Your goal
Wherever the word "door" occurs in the listing below, copy that whole line.

Data records
══════════

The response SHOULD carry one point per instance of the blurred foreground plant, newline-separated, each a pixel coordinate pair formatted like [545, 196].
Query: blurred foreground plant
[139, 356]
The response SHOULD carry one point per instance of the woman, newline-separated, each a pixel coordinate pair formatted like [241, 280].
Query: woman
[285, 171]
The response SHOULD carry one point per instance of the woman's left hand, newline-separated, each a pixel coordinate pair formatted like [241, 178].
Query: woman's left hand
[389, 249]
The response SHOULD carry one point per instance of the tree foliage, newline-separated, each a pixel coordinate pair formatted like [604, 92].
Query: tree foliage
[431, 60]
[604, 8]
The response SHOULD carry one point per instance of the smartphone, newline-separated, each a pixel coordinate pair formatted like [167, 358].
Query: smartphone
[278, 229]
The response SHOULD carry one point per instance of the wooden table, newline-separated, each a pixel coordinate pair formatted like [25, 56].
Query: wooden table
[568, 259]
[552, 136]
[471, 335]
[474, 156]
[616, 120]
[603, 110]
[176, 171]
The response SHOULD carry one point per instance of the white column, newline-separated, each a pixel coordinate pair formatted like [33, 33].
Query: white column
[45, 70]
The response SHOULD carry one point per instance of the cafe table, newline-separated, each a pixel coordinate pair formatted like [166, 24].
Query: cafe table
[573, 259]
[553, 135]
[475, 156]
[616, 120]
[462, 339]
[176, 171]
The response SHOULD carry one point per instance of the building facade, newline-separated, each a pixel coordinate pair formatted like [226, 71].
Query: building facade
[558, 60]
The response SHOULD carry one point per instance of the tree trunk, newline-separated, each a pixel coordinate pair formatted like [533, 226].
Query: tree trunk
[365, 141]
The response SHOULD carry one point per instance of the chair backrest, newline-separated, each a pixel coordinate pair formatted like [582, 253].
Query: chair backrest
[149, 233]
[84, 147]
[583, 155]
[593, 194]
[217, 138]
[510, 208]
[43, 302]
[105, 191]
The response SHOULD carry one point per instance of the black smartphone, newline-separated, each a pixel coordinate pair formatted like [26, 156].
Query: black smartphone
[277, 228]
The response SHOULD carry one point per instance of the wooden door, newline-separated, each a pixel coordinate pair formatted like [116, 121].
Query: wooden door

══════════

The completed task
The response SHOULD carry one point per instance of the wooden door, newline-separated, each a pixel coordinate pair formatted like [116, 121].
Query: wooden door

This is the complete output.